## START Supplied data

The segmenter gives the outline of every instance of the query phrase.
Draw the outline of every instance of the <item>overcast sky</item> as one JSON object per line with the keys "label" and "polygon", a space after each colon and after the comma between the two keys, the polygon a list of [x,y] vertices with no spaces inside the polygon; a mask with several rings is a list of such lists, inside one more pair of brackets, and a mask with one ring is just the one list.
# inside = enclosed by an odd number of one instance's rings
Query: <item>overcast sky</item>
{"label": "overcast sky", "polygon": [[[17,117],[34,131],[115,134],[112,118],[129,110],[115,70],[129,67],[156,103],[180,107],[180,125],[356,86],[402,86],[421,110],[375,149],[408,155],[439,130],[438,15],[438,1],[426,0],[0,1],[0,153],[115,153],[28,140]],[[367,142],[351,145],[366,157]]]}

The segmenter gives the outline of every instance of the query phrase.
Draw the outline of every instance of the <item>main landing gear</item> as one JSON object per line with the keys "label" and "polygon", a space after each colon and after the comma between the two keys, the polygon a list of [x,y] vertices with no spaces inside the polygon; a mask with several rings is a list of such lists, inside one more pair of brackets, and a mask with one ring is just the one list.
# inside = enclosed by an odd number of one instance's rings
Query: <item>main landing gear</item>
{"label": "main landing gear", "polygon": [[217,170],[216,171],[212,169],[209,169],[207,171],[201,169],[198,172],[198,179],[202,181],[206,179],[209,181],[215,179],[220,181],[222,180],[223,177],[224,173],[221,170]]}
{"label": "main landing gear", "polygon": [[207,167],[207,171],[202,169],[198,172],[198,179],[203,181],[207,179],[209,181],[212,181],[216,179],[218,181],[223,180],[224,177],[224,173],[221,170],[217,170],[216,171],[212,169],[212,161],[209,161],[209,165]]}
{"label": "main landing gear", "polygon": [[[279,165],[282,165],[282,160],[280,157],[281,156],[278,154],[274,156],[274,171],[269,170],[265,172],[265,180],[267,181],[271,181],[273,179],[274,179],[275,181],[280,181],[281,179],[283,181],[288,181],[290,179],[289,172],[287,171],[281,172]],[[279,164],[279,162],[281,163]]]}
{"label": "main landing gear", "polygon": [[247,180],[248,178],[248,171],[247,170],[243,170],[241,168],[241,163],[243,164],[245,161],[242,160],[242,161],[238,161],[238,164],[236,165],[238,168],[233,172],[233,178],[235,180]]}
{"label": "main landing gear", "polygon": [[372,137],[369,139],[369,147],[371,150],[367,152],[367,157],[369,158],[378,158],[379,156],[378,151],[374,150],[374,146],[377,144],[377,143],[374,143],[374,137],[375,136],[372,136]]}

## END Supplied data

Could you replace "outline" with "contour" and give back the records from their start through the line containing "Query: <item>overcast sky</item>", leaving everything else unchanged?

The segmenter gives the contour of every instance of the query phrase.
Draw the contour of every instance of the <item>overcast sky</item> as one JSON object per line with the keys "label" and "polygon", a space after each colon and after the comma between the two keys, the polygon a list of [x,y] vertices with no spaces inside the polygon; a mask with several rings is a list of such lists, inside one more pair of brackets, and a mask with one ring is just the one list.
# inside = enclosed by an odd number of one instance's rings
Query: <item>overcast sky</item>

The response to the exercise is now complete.